SOURCE DATA: Begin

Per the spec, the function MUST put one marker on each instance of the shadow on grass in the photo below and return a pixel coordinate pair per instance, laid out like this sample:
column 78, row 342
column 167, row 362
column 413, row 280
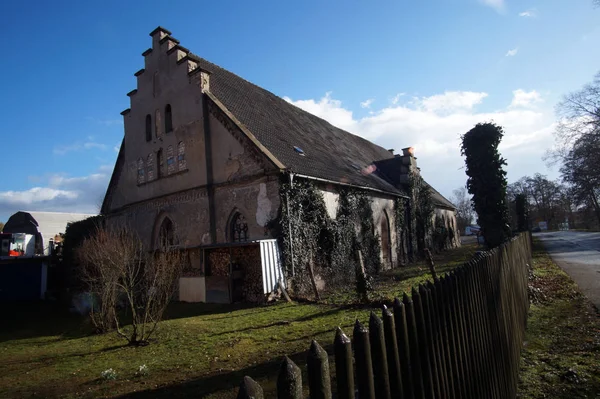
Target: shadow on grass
column 225, row 385
column 23, row 320
column 38, row 319
column 317, row 315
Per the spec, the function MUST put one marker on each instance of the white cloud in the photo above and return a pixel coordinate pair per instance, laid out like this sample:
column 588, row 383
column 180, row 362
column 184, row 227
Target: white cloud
column 61, row 193
column 497, row 5
column 532, row 13
column 367, row 103
column 88, row 145
column 433, row 126
column 107, row 122
column 452, row 101
column 522, row 98
column 396, row 98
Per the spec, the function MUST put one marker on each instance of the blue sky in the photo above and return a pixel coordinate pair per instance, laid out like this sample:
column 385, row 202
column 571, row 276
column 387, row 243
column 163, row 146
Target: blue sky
column 397, row 72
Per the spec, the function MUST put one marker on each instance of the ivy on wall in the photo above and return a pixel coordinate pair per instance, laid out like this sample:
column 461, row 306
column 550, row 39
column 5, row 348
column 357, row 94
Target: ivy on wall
column 421, row 213
column 400, row 207
column 487, row 180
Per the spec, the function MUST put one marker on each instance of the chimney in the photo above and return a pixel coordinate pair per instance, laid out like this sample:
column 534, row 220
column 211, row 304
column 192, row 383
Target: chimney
column 408, row 164
column 157, row 35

SOURCE DATA: End

WORK REQUEST -> Now copy each line of the entries that mentions "sample".

REPLY ->
Per the spec, the function MUST put one marker on each instance of the shadow on grass in the photo below and return a pixel coordinate pair per instance, laid out like this sample:
Per the spec, the function MUST put one marker on each instance of the white cloud in the photo above and return a pixel coordinate pair per instance, laid out like this sample:
Per the spec, the function MUST put one marker on each instance of the blue sky in the photo above and return a pixel coordinate pair per instance, laid out like this sample:
Per the spec, the function MUST put one marker on each instance of the ivy on wall in the photo above and return a pixel coordinate pair per instance, laid out like this sample:
Per the spec, the function MUST put one marker on each instance of the chimney in the photo above and return a pixel coordinate pair per instance, laid out like this sample:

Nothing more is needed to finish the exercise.